• **Фрагмент документа**
§ §
ДЖУЛИАН АССАНЖ: Я спрашиваю об этом, потому что меня интересует, насколько важны собственно методы борьбы. Какие бы политические цели мы перед собой ни ставили, если мы хотим добиться успеха, мы должны действовать эффективно. А для этого нужно взять на вооружение эффективные методы. Вне зависимости от политической ориентации, всё начинается с методов, и конечный исход дела определяется именно их эффективностью. Как вы считаете, Дэвид?
ДЭВИД ГРЕЙБЕРГ: Думаю, что в плане методов в нашем активе – не только социальные сети. Как минимум с 1970-х годов существует традиция создания новых форм прямой демократии, таких как общественные консультации, принцип консенсуса, децентрализованное принятие решений. Все это – совершенно практические методы. Это некий синтез, некая синергия, и это, конечно, в корне отличается от того, как устроены социальные сети. Так что, с одной стороны – да, вы распространяете какую-то информацию через социальные сети, но в то же время очень важны и новые, не обезличенные формы демократии, и в этом плане мы заимствовали чужой опыт и опирались на определенные традиции, которые со временем сформировались: например, консультации для выработки единой позиции, «народный микрофон» и т.д. Все эти методы чрезвычайно важны.
ДЖУЛИАН АССАНЖ: Да, мы все видели это на акциях Occupy – «народный микрофон», «проверка микрофона». С одной стороны, это напоминает какое-то шоу, но с другой – это весьма практично, когда происходит общее собрание и стоит много людей. Все эти жесты руками – когда я увидел это в первый раз, мне это показалось бессмысленным и неэффективным, но потом я понял, что когда перед вами толпа людей и не всем хорошо слышно, что говорят, это действительно неплохо работает. Аарон, вы не интересовались, откуда взялись все эти приемы? Это чье-то изобретение?
ААРОН ПИТЕРС: Если говорить о подражании, о повторении за кем-то, то некоторые считают, что нечто подобное существовало всегда – людям вообще свойственно перевоплощаться. Но суть здесь в том, что с появлением новых способов коммуникации этот процесс сильно ускорился. Мне кажется, что сегодня и в Интернете, и в реальной жизни люди – и особенно молодежь – уже не особо нуждаются в лидерах. И их не особо интересуют деньги. Да, они хотят работать и создавать что-то полезное, но при этом ими движет не желание разбогатеть. И их не нужно заставлять что-то делать. Они готовы делать что-то коллективно и добровольно.
§ §
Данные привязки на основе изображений
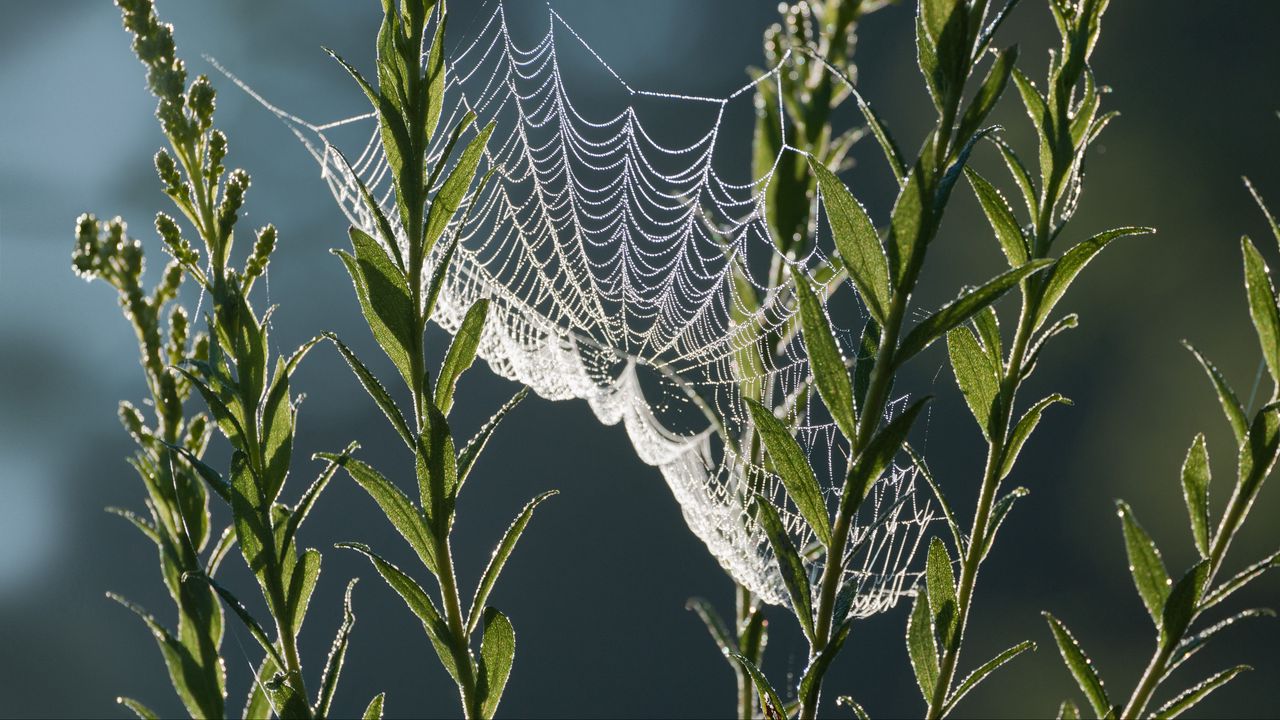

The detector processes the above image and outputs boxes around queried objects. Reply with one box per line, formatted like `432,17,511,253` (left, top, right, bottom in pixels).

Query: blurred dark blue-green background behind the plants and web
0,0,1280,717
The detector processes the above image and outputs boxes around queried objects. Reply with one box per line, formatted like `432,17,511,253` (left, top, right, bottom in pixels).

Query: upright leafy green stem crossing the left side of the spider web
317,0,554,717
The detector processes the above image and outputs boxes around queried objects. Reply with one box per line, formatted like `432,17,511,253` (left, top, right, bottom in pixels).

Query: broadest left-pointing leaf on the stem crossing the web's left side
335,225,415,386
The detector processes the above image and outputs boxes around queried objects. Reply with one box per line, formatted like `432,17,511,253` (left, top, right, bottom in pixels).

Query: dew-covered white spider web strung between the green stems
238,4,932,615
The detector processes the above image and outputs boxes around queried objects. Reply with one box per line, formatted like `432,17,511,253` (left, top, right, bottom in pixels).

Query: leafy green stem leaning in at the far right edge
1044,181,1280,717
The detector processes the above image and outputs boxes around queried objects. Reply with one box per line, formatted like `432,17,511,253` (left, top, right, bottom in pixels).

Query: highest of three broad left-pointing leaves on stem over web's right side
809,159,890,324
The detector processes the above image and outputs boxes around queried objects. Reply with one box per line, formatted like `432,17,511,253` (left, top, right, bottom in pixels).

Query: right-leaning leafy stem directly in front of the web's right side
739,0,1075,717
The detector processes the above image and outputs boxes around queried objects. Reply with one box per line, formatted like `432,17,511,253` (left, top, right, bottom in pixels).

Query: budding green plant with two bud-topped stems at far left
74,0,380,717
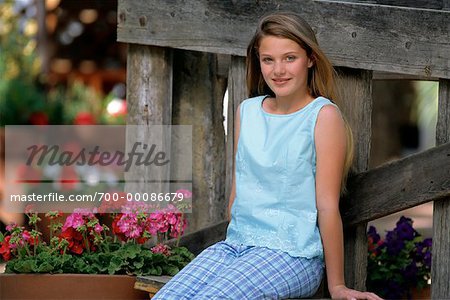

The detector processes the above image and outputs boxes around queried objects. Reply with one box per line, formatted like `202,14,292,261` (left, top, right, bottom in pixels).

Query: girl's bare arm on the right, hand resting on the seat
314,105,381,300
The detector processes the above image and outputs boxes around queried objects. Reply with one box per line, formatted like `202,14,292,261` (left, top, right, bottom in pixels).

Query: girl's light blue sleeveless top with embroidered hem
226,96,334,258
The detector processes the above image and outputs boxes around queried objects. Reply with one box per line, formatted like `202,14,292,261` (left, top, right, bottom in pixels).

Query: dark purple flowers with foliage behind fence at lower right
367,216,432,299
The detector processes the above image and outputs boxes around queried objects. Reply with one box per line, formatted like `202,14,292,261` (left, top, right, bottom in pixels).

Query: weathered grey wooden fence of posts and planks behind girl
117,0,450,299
§ §
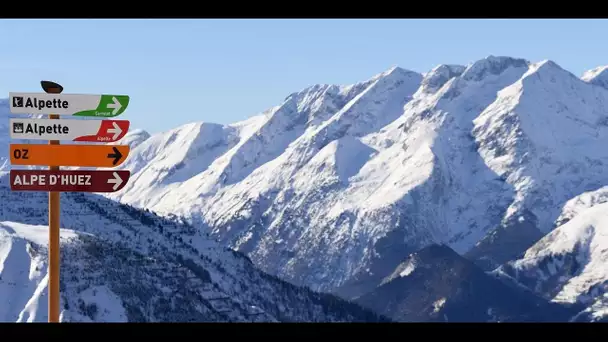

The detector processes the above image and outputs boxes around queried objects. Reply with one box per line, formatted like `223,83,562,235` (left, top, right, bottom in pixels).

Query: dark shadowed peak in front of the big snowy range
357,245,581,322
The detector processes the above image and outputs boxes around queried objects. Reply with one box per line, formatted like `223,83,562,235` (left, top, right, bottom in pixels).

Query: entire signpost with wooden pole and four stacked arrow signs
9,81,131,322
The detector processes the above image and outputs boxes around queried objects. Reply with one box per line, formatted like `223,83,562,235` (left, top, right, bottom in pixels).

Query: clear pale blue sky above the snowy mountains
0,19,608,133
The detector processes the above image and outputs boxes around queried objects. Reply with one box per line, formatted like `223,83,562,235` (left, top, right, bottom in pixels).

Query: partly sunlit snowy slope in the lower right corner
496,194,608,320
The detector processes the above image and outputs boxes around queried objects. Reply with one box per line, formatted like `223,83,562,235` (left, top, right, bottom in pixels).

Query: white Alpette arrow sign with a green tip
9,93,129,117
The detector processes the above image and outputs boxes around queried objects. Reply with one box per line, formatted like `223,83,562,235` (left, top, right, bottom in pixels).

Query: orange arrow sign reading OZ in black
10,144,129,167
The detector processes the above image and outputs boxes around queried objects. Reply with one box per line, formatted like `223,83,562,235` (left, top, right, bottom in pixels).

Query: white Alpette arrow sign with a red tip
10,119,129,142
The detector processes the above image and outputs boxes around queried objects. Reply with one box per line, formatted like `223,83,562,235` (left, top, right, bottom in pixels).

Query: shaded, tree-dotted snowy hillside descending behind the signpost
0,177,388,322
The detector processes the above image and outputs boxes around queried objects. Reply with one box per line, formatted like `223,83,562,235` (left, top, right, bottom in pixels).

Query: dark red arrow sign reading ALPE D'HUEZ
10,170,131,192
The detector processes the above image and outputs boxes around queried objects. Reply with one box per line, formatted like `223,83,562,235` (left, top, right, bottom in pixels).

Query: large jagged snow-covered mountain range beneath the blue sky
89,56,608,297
§ §
• **Порядок работы**
С какого времени, по словам Дэвида Грейберга в беседе о методах борьбы, существует традиция создания новых форм прямой демократии?

• **Ответ ниже**
Как минимум с 1970-х годов.